EXCERPT PROVIDED:
Paul’s Comment: William Feather was a 20th century writer who’s now largely unremembered, but he had a huge following at one time. I think he was having a little fun poking fun at the folly of equity investing. But the same observation applies to anyone who sells something, from a used car to a celebrity autograph. And if both buyer and seller get what they want, it’s quite possible that each is astute. But both buyer and seller have to know what they’re doing. Caveat emptor!
“Once you have overcome the challenges of failure, you are faced with the challenges of success.
Tim's Comment: Challenge #1 in the investing world is not losing money, and some people fail to meet that challenge. But those who succeed get to tackle the challenge of managing their winners. And that can be very satisfying indeed.
Paul’s Comment: When markets are performing strongly, I usually hear from subscribers about which stocks to buy. But right now, I’m getting about as many questions about when to take profits and when to sell. For many investors, having a portfolio full of winners is every bit as stressful as holding a bunch of losers. It’s good to have rules about how to handle winners (the challenges of success), but they’re thin on the ground. Taking partial profits and using trailing stops are the best practices, but not easy to use.
“Plus ça change, plus c'est la même chose. (The more things change, the more they stay the same.) ”—Jean-Baptiste Alphonse Karr
Tim's Comment: Up close, everything about investing is different these days, with technology playing a huge part. But if you step back and look at the patterns of stocks, you see the exact same patterns that existed a century ago—and the reason is simple. Human emotions play a huge part in investment decisions, and always will. Today, sentiment is improving everywhere, thanks to growing productivity and falling unemployment, and thus stocks are rising. But when sentiment peaks, watch out!

STATED PROBLEM 1:
Please swap "green shrub" for "hedge" in the entries from their start through the line containing "(1272, 664)", and repeat that part with nothing else changed.

EXERCISE MATERIALS:
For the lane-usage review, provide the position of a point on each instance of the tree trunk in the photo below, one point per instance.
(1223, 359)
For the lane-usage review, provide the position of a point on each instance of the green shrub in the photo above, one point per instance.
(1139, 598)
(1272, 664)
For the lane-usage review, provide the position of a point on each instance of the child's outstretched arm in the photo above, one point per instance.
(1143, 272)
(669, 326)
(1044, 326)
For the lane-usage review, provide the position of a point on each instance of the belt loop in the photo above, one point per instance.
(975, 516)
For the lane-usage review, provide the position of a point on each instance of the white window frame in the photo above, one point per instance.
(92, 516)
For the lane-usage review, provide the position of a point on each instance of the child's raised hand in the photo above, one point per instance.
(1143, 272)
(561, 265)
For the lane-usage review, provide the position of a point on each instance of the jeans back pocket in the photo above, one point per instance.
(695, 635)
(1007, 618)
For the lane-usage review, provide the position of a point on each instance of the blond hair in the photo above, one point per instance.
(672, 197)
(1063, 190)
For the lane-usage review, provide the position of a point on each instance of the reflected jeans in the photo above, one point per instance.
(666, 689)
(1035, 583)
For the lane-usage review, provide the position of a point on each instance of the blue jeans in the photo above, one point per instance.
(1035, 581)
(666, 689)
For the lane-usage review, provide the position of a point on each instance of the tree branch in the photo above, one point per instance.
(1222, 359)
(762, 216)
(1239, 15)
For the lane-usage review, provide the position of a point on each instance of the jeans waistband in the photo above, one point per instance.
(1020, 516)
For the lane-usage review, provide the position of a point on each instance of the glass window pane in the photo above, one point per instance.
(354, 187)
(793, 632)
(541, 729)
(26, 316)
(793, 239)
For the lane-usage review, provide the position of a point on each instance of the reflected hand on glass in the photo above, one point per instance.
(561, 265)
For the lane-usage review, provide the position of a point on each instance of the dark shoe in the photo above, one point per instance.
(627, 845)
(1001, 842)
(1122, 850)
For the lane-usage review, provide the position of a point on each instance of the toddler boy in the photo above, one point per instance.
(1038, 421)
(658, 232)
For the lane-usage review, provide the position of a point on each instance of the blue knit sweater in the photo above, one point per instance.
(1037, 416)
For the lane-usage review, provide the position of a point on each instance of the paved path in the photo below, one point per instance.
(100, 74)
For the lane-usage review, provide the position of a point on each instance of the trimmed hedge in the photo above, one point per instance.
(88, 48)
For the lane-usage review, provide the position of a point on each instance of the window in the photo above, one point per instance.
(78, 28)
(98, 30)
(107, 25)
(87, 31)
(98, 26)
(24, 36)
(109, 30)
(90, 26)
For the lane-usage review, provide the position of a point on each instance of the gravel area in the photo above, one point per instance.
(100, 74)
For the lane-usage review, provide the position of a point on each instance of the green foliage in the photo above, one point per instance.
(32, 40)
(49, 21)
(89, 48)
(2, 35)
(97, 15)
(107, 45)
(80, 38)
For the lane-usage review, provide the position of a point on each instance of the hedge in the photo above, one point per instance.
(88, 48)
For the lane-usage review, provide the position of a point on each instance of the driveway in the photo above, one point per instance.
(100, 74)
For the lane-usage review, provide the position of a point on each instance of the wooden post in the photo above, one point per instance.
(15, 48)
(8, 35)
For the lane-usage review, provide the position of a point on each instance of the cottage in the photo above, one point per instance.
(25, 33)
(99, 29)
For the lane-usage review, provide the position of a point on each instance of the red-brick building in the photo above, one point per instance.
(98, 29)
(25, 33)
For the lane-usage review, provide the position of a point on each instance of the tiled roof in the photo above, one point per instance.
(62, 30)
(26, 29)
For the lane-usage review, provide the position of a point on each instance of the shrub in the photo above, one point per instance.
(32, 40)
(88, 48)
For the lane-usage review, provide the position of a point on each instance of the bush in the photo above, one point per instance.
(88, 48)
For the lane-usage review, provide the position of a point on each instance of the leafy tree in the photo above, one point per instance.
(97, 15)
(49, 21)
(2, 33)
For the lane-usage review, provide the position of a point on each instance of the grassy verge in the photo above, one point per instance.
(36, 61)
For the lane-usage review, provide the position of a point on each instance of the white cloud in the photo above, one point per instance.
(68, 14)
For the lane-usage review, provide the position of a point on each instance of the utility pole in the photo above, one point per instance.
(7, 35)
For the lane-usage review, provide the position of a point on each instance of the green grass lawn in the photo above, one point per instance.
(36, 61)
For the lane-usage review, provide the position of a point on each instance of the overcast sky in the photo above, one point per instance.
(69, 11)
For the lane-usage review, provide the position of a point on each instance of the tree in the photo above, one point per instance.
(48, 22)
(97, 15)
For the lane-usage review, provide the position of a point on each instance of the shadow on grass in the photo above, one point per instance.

STATED PROBLEM 2:
Carry on the collection of investing quotes and comments from where it stops.

EXERCISE RESPONSE 1:
For the lane-usage review, provide the position of a point on each instance of the tree trunk in the photo below, one point per instance.
(1223, 359)
For the lane-usage review, provide the position of a point on each instance of the hedge in the photo above, one point per instance.
(1139, 598)
(1272, 664)

EXERCISE RESPONSE 2:
Paul’s Comment: Lots of people use this French aphorism as a cynical dismissal of the idea that anything can ever change for the better. But I love it for its wry take on history, just as I flinch when I hear anyone say, “It’s different this time” about anything at all. The fundamental things apply, as time goes by, no matter what. And the more you learn about the history of the stock market, the more you appreciate the market’s ingenuity in finding new ways to produce the same results, over and over.
“Insanity: doing the same thing over and over again and expecting different results.”—Albert Einstein
Tim's Comment: Humans, like all animals, are creatures of habit, and the older we get, the harder it is to break old habits and form new ones. Yet if you want to become a better investor, that is what you must do. My best suggestion is borrowed from Mike Cintolo. Periodically (year-end is a great time) review your trades of the past period. Determine your most common mistakes and then take steps to minimize them in the future.
Paul’s Comment: Albert Einstein was a very smart guy, with a quirky sense of humor. I'm not sure that he really defined insanity this way—it's a big temptation to hook a clever quote to the biggest plausible name, regardless of its correctness—but it has the kind of twinkle that Einstein frequently brought to his public musings. The lesson for investing is obvious, especially as a New Year begins. If you're not getting the results you want, change your methods.
“The enemy advances, we retreat; the enemy camps, we harass; the enemy tires, we attack; the enemy retreats, we pursue.”—Mao Tse-Tung
Tim's Comment: Strategically, this makes great sense. By responding to the enemy's movements—rather than making plans—Mao-Tse-Tung (or any warrior) can minimize damage and maximize progress. And the same holds true in the investing world. If you continually monitor the actions of the broad market and your stocks—rather than holding preconceived notions of what they'll do—you'll minimize your losses and maximize your gains!
Paul’s Comment: Growth investors are fighting a kind of war, and Mao’s famous dictum about guerrilla war is very apt. If you buy when markets are going up, sell when they’re going down, preparing to sell as bulls tire and preparing to buy after a bear phase, you’re likely to be on the road to great results. Getting in line with the major trend of the market is always the best thing to do.
“You make most of your money in a bear market, you just don’t realize it at the time.”—Shelby Cullom Davis
Tim's Comment: As we near the end of a very profitable 2013, it's worth remembering that you haven't really earned those paper profits until you've preserved them through the next bear market. Defensive strategy is the last thing on most investors' minds today, which is exactly why it's such an important topic to meditate on.
Paul’s Comment: When Mr. Davis (a cantankerous, but astute value investor) was making his fortune, it was his buying during pullbacks, recessions and slumps that made the biggest contribution. Today, with stock markets at record highs, there’s not much on the plate for value investors. But just wait—things will turn. And growth investors will find that their sell disciplines are their only true friends when the major indexes are falling.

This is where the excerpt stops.